— GIVEN INFORMATION —
━━━━━━
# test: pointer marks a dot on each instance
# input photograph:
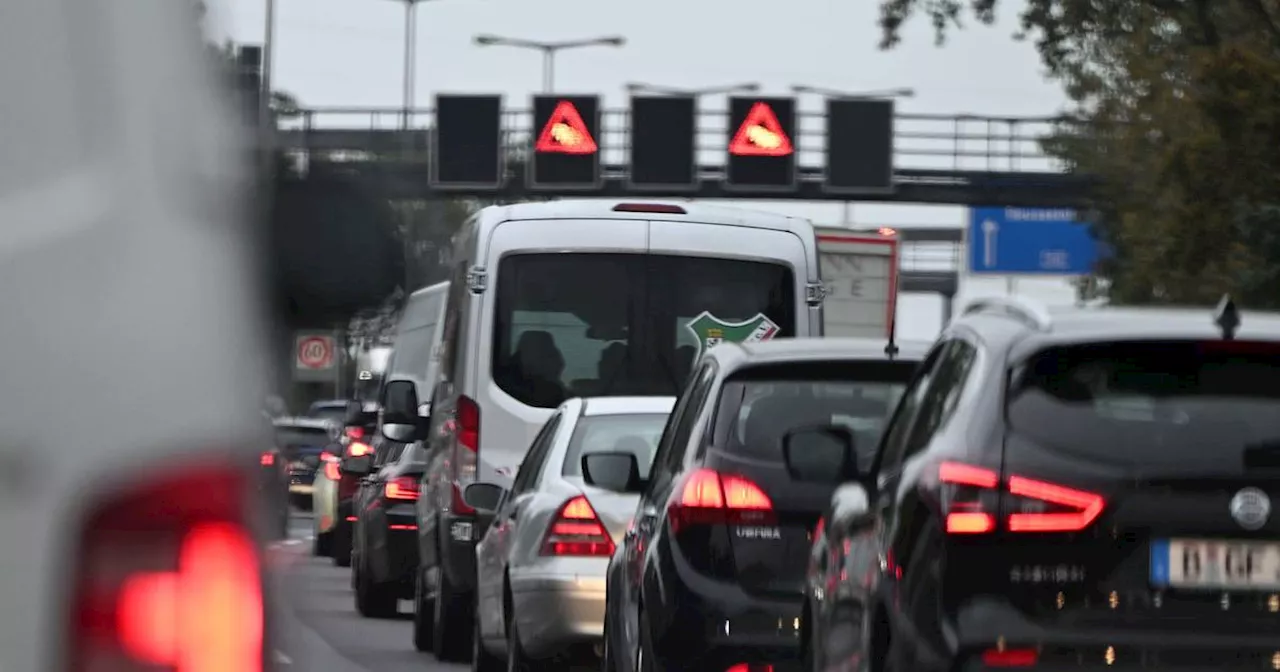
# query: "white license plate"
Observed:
(1215, 563)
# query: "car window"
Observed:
(1168, 405)
(636, 434)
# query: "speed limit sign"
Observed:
(315, 352)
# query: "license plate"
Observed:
(1215, 563)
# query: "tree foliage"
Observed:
(1178, 110)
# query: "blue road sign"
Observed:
(1029, 241)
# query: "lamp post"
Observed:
(549, 50)
(641, 87)
(904, 92)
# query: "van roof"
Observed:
(696, 213)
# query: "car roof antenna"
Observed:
(1226, 318)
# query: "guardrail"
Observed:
(956, 142)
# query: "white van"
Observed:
(585, 298)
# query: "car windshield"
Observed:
(1182, 405)
(558, 336)
(636, 434)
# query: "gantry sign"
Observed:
(760, 146)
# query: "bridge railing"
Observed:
(920, 141)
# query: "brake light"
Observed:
(402, 488)
(973, 498)
(713, 498)
(168, 576)
(576, 530)
(662, 209)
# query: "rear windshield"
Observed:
(636, 434)
(755, 414)
(599, 325)
(1179, 402)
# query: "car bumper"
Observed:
(558, 611)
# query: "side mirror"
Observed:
(849, 504)
(613, 471)
(484, 497)
(400, 411)
(822, 453)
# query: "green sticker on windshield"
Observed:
(711, 330)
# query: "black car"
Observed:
(711, 574)
(384, 542)
(1087, 490)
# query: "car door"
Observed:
(667, 465)
(493, 549)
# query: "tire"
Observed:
(516, 658)
(424, 624)
(341, 544)
(451, 640)
(483, 661)
(373, 599)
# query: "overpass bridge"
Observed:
(954, 159)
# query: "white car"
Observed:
(131, 429)
(540, 566)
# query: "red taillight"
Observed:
(1033, 506)
(168, 576)
(1010, 657)
(402, 488)
(713, 498)
(576, 530)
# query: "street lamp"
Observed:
(837, 94)
(549, 50)
(641, 87)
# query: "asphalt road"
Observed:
(319, 629)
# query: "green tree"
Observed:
(1176, 108)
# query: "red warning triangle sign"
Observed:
(566, 132)
(760, 135)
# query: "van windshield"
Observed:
(626, 324)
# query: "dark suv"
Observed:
(711, 572)
(1088, 489)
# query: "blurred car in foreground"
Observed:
(1115, 515)
(712, 574)
(540, 565)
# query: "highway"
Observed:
(319, 629)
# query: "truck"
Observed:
(859, 270)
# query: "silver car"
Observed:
(540, 565)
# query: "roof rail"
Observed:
(1028, 312)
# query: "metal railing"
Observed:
(941, 142)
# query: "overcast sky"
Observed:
(350, 53)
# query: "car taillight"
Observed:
(973, 498)
(467, 433)
(402, 488)
(713, 498)
(168, 576)
(576, 530)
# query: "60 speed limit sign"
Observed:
(315, 352)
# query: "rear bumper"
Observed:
(557, 611)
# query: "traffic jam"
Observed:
(639, 437)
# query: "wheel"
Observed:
(516, 658)
(452, 620)
(373, 599)
(424, 609)
(341, 544)
(483, 661)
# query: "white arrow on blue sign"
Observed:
(1029, 241)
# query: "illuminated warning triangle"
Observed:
(566, 132)
(760, 135)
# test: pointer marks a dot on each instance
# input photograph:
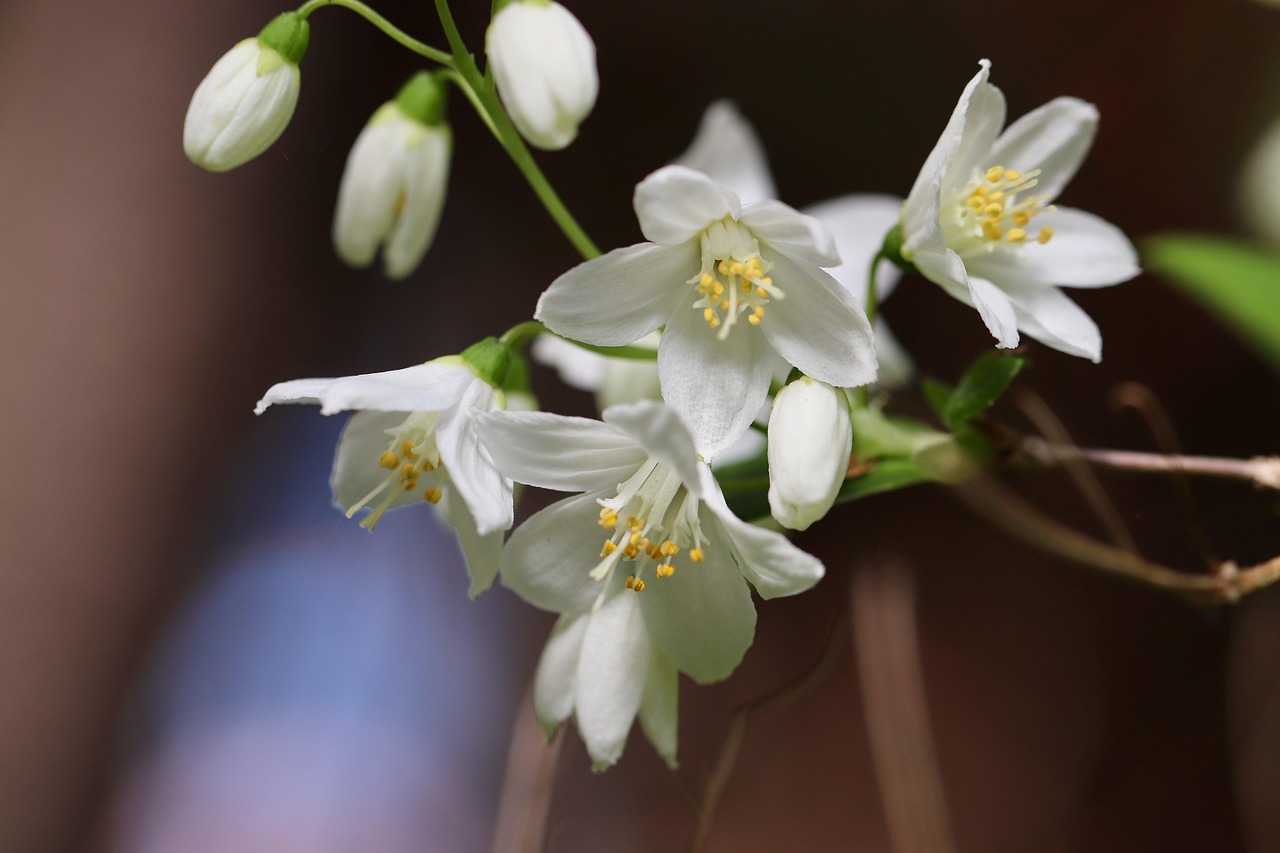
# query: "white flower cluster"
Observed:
(743, 299)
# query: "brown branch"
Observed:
(734, 737)
(1005, 510)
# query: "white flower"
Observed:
(716, 274)
(727, 150)
(412, 439)
(810, 438)
(650, 518)
(393, 186)
(544, 64)
(247, 99)
(981, 222)
(603, 669)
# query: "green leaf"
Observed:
(981, 387)
(1239, 282)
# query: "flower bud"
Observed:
(810, 438)
(544, 64)
(393, 187)
(247, 99)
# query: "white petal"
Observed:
(1084, 251)
(818, 328)
(611, 676)
(702, 616)
(469, 464)
(548, 559)
(1054, 138)
(425, 387)
(1055, 320)
(557, 452)
(920, 227)
(661, 433)
(621, 296)
(659, 714)
(676, 204)
(728, 151)
(859, 224)
(767, 559)
(356, 471)
(716, 386)
(556, 678)
(791, 232)
(483, 552)
(426, 174)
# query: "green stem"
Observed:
(382, 23)
(484, 96)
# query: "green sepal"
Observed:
(489, 359)
(288, 35)
(981, 386)
(425, 99)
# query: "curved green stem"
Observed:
(394, 32)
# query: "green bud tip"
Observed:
(288, 35)
(424, 99)
(489, 360)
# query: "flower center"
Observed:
(735, 279)
(661, 521)
(992, 211)
(411, 460)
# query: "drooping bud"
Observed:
(394, 183)
(248, 96)
(544, 64)
(810, 438)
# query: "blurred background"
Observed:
(197, 653)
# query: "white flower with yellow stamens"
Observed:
(982, 224)
(650, 521)
(412, 439)
(740, 291)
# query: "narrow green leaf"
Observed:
(981, 387)
(1239, 282)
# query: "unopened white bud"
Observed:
(810, 438)
(248, 96)
(544, 64)
(393, 187)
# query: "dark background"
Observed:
(146, 305)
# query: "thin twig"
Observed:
(1005, 510)
(526, 789)
(896, 705)
(727, 758)
(1086, 480)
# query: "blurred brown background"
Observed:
(146, 305)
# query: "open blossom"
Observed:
(649, 523)
(248, 96)
(414, 439)
(544, 65)
(981, 219)
(393, 187)
(740, 290)
(728, 151)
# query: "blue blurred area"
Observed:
(325, 689)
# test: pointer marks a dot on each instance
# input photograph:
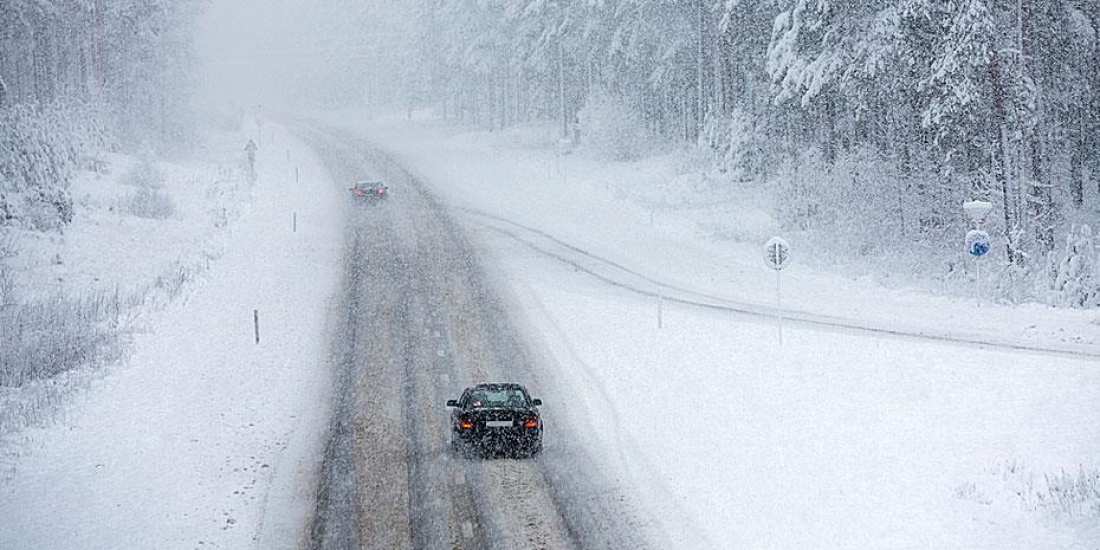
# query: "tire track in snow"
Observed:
(620, 276)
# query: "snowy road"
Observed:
(419, 323)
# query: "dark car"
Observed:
(370, 191)
(496, 419)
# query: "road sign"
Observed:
(977, 243)
(777, 253)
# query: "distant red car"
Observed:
(370, 191)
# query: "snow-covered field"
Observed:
(836, 439)
(832, 440)
(647, 216)
(201, 438)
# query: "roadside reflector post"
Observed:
(777, 254)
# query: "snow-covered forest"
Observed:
(870, 121)
(78, 77)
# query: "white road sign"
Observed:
(777, 253)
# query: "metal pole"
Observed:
(779, 306)
(977, 263)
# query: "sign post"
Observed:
(977, 241)
(777, 254)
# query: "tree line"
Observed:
(78, 76)
(873, 117)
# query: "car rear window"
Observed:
(497, 397)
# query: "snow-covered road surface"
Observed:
(420, 322)
(204, 439)
(837, 439)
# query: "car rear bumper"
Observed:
(502, 439)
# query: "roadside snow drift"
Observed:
(204, 438)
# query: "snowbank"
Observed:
(837, 439)
(658, 217)
(202, 438)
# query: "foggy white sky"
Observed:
(251, 50)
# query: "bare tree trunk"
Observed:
(998, 161)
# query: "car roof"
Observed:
(506, 385)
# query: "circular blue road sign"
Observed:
(977, 243)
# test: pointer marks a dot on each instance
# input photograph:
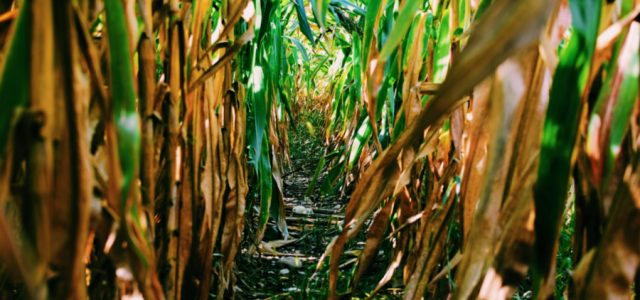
━━━━━━
— TASK TO COMPLETE —
Count the lines in the data above that contain the string "windshield". Reply with the number only.

— IN RESPONSE —
4